[Begin Records shown]

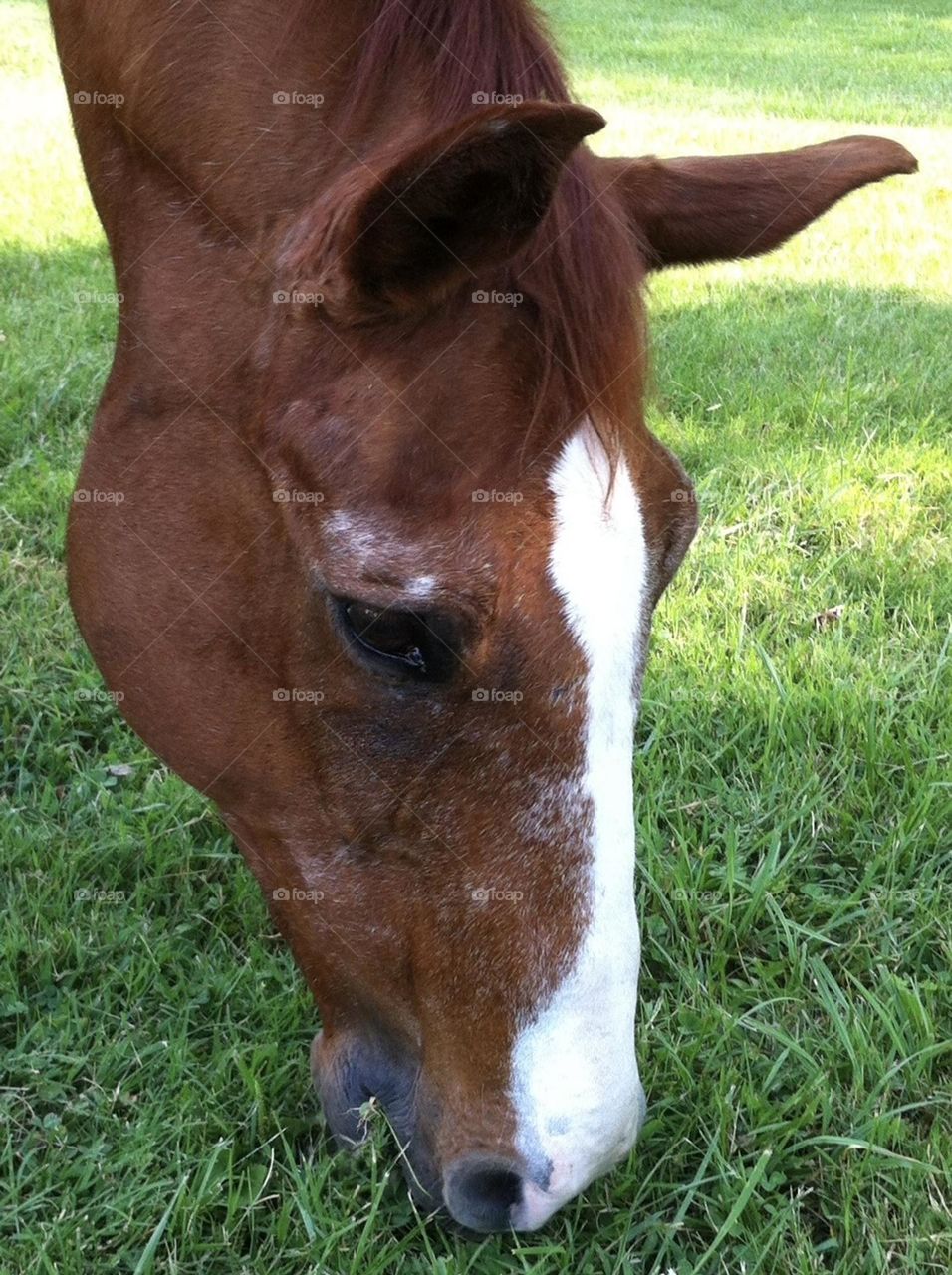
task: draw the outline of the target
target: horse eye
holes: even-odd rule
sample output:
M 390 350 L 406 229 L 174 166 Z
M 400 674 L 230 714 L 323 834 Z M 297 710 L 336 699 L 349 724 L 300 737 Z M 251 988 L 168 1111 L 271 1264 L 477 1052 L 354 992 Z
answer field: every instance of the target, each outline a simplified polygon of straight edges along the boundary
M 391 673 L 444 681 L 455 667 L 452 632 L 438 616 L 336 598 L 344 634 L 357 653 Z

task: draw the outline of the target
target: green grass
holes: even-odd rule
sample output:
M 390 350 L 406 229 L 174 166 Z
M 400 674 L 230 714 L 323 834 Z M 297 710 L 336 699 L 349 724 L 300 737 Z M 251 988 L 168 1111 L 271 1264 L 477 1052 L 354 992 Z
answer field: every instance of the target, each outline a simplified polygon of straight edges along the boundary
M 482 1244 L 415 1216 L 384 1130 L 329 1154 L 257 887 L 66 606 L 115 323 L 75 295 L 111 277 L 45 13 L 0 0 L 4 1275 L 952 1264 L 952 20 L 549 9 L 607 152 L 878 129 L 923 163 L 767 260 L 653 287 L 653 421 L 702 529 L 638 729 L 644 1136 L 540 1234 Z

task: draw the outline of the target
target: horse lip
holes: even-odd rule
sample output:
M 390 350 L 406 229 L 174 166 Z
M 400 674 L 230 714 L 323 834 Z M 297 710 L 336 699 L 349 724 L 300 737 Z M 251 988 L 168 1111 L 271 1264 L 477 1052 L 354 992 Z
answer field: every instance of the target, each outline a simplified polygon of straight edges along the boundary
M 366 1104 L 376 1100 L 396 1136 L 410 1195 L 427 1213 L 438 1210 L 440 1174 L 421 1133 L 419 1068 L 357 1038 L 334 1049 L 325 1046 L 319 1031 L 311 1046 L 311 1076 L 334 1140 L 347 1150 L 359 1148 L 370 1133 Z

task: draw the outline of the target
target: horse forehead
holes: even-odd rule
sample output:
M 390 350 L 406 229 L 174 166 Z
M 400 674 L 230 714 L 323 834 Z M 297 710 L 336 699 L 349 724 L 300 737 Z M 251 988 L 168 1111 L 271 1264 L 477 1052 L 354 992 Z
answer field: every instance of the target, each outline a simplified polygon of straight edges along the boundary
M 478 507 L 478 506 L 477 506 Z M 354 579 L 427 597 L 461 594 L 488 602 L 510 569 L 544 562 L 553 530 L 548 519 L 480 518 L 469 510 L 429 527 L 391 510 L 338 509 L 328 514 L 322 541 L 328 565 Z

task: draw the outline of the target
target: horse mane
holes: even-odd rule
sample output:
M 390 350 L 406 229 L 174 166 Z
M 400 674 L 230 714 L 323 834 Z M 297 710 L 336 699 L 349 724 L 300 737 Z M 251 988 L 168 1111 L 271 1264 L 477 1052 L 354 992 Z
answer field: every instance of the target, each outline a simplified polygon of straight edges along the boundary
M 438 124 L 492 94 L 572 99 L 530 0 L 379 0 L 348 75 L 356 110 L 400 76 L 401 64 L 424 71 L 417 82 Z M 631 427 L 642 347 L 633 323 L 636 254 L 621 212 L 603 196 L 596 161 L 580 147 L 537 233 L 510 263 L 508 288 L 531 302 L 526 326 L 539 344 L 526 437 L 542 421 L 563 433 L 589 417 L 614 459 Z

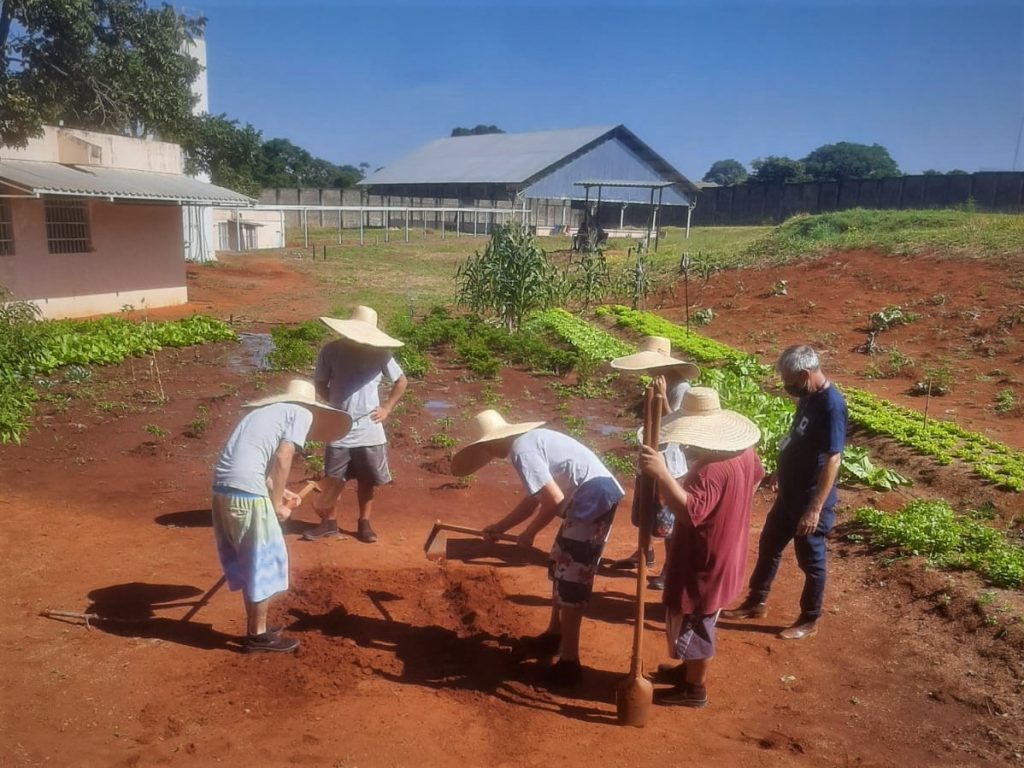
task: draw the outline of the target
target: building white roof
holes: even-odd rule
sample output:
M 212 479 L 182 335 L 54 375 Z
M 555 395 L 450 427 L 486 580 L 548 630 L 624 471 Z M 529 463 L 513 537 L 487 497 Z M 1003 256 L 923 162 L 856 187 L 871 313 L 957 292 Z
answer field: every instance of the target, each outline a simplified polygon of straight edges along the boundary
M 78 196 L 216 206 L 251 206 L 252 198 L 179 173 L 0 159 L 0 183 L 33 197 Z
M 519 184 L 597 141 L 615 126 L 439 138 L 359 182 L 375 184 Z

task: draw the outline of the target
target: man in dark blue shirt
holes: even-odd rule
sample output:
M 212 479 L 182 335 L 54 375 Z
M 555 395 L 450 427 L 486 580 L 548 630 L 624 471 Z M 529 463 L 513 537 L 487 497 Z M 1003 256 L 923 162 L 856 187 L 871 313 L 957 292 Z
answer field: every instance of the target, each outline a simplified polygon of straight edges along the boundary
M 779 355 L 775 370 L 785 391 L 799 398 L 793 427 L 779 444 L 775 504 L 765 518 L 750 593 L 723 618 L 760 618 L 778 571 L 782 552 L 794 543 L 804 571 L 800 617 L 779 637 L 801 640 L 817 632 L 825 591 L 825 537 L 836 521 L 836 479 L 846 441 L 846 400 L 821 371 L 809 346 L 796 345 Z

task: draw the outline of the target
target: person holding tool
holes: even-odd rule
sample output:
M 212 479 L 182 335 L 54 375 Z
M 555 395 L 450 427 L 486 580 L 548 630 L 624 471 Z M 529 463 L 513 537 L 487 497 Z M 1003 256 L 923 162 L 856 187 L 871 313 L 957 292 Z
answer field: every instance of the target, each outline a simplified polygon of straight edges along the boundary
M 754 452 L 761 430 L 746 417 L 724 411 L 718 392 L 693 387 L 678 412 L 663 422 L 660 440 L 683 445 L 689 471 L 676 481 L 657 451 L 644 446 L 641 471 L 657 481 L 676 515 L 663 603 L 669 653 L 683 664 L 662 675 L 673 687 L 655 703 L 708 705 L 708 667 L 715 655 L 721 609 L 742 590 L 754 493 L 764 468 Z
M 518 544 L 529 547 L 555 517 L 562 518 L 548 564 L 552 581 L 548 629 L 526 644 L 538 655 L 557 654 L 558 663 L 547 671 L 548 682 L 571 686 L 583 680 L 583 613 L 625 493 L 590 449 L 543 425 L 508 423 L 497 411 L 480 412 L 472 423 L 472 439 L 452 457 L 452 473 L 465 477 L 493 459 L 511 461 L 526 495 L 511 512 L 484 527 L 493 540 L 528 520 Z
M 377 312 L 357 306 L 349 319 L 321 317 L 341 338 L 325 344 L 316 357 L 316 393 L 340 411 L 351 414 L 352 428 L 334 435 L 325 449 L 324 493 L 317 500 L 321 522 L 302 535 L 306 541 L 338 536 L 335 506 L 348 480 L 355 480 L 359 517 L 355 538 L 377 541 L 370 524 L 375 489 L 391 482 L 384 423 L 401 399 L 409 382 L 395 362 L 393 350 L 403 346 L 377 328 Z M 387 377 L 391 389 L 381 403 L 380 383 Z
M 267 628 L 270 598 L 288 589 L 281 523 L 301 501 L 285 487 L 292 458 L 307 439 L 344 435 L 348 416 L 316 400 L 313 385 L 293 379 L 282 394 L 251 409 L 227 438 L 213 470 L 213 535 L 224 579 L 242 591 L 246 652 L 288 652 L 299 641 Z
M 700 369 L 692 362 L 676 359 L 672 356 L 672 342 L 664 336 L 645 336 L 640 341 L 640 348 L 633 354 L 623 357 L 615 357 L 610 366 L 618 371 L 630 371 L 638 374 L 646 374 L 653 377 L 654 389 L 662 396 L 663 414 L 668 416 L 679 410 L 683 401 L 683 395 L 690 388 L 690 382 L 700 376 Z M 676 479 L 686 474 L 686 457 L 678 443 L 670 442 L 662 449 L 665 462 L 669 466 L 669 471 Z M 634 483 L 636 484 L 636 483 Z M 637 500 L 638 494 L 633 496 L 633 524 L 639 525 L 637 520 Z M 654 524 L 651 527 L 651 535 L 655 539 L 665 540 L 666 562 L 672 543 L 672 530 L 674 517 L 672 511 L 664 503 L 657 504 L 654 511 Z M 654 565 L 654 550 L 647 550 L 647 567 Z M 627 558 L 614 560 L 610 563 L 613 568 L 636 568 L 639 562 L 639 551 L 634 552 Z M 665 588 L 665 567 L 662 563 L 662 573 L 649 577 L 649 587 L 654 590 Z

[End Records shown]

Pick out every line above that contains the string "horse" and copy each one in full. Case counts.

▸ **Exercise result**:
target: horse eye
target: horse lip
target: horse forehead
target: horse mane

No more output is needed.